Dataset records.
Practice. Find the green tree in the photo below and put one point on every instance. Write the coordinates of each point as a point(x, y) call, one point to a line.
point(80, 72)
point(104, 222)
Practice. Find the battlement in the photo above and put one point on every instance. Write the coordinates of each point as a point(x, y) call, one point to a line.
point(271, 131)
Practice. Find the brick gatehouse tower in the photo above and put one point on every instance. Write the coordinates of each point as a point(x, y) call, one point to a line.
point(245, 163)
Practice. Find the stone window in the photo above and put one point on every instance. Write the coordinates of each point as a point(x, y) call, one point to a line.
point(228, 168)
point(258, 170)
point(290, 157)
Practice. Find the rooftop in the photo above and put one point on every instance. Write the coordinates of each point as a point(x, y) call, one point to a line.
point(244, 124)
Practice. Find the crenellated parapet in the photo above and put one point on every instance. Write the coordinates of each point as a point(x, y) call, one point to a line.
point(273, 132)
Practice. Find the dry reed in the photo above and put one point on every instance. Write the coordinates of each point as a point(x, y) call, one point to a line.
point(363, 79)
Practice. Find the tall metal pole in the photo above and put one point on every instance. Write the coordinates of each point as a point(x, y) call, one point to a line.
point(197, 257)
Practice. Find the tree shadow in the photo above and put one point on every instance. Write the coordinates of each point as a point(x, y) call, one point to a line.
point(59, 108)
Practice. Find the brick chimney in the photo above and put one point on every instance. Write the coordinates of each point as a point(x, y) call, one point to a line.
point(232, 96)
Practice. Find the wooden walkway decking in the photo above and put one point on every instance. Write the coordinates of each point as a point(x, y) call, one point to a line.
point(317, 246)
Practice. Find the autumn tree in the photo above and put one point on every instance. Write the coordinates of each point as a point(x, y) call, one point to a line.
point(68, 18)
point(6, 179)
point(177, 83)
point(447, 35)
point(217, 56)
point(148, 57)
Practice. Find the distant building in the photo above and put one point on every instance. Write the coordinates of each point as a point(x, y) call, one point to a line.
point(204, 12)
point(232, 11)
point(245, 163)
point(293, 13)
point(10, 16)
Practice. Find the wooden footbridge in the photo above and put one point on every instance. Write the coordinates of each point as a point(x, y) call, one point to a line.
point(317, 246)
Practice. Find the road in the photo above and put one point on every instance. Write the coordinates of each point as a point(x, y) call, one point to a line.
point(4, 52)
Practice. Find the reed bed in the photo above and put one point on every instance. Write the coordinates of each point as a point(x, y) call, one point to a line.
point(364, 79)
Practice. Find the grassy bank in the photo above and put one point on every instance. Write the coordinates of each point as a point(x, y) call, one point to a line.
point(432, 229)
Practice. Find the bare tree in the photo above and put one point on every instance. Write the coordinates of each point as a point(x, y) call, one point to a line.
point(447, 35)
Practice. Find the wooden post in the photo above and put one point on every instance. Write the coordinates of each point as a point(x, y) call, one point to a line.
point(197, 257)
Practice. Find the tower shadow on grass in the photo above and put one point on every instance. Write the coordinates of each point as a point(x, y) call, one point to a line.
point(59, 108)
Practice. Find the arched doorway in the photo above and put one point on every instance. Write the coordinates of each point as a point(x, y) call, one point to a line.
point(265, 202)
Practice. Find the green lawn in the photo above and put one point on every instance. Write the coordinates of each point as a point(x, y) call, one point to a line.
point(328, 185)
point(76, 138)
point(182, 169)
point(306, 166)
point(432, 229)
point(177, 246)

Instructions to follow. All the records above must be transcribed without a single change to any word.

Exercise output.
Practice. Find the green tree in the photo below and put one point on every instance. Write the coordinates of each point as a point(x, y) call, one point to a line.
point(80, 72)
point(104, 222)
Practice. Find the battlement in the photo above and put one point on every instance. Write the coordinates of each point as a point(x, y) call, one point to a line.
point(271, 131)
Practice. Find the brick gatehouse tower in the photo above and put one point on every instance. Write the coordinates of each point as a point(x, y) call, one point to a line.
point(245, 163)
Practice. Find the stone window in the photo above and put one point on every instance. Write the coordinates of each point as a point(x, y) call, one point to a line.
point(228, 168)
point(258, 170)
point(290, 157)
Practice. Find the rooftop in the photo above and put one point on every instance. Write the coordinates of each point as a point(x, y) call, one point to a line.
point(244, 124)
Practice. Find the crenellated parapet in the photo above and put one point on every instance. Write the coordinates of each point as a point(x, y) call, one point to a line.
point(273, 132)
Practice. Find the dry reed in the photo above and put one point on every instance. Write the coordinates of each point as a point(x, y) call, one point to a line.
point(363, 79)
Practice. Find the tall metal pole in the photo above and put one point on every instance. Write the coordinates of each point as a point(x, y) call, one point to a line.
point(197, 257)
Practice. Find the tree shadow in the photo above and put one point on every instance. Write the coordinates of each point as a point(x, y) call, one point to a line.
point(59, 108)
Practice. Find the brick chimney in the photo above and put one point on every instance. Write the coordinates of each point as a point(x, y) call, one point to a line.
point(232, 96)
Practice. Find the wooden walkway decking in the photo above and put one point on every instance. Write the coordinates of each point as a point(x, y) call, one point to a line.
point(317, 246)
Practice. Find the autumn tree in the photo above and put one point on every instance. Write the coordinates of each point as a point(x, y) call, one point to a line.
point(68, 18)
point(6, 179)
point(177, 83)
point(447, 35)
point(217, 56)
point(148, 57)
Practice. Find the distant building in the photo above and put one point on every instance. Write the coordinates of each point as a point(x, y) call, one point to a line.
point(204, 12)
point(232, 11)
point(245, 163)
point(293, 13)
point(10, 16)
Practice. Find the wooden footbridge in the photo above and put one point on every instance. Write the coordinates of each point as a point(x, y) call, one point to a line.
point(317, 246)
Practice. Find the road in the photo above and put one point on every instance. Write the coordinates of each point as a point(x, y) call, one point to a line.
point(4, 52)
Practice. Find the reed bed in the photo above and put one point on every instance. Write the coordinates of each point as a point(x, y) call, one point to a line.
point(364, 79)
Practice. Find the grassy bank in the photo above and put one point on every instance. Write the coordinates of each point as a point(x, y) call, one point to a line.
point(432, 229)
Practice. Find the bare tree in the photo above and put one point on every instance. Write the coordinates of each point as a point(x, y) call, one point to a line.
point(447, 35)
Practice. Find the wooden post in the photo above and put one point on every instance. Write the coordinates of each point as a point(x, y) call, one point to a line.
point(197, 257)
Practice. Find the tower shadow on grass in the photo above and put one point on every instance. Write the coordinates of each point as a point(x, y) call, one point to a line.
point(59, 108)
Practice. Find the arched doorway in the photo above and put one point on every instance. Write the coordinates of each point as a point(x, y) call, one point to a line.
point(265, 202)
Practice. Find the green lawn in the photo above and put one point on every instance. Write the coordinates of each point as a point(x, y) call, one point to a line.
point(328, 185)
point(76, 138)
point(182, 169)
point(306, 166)
point(432, 229)
point(177, 246)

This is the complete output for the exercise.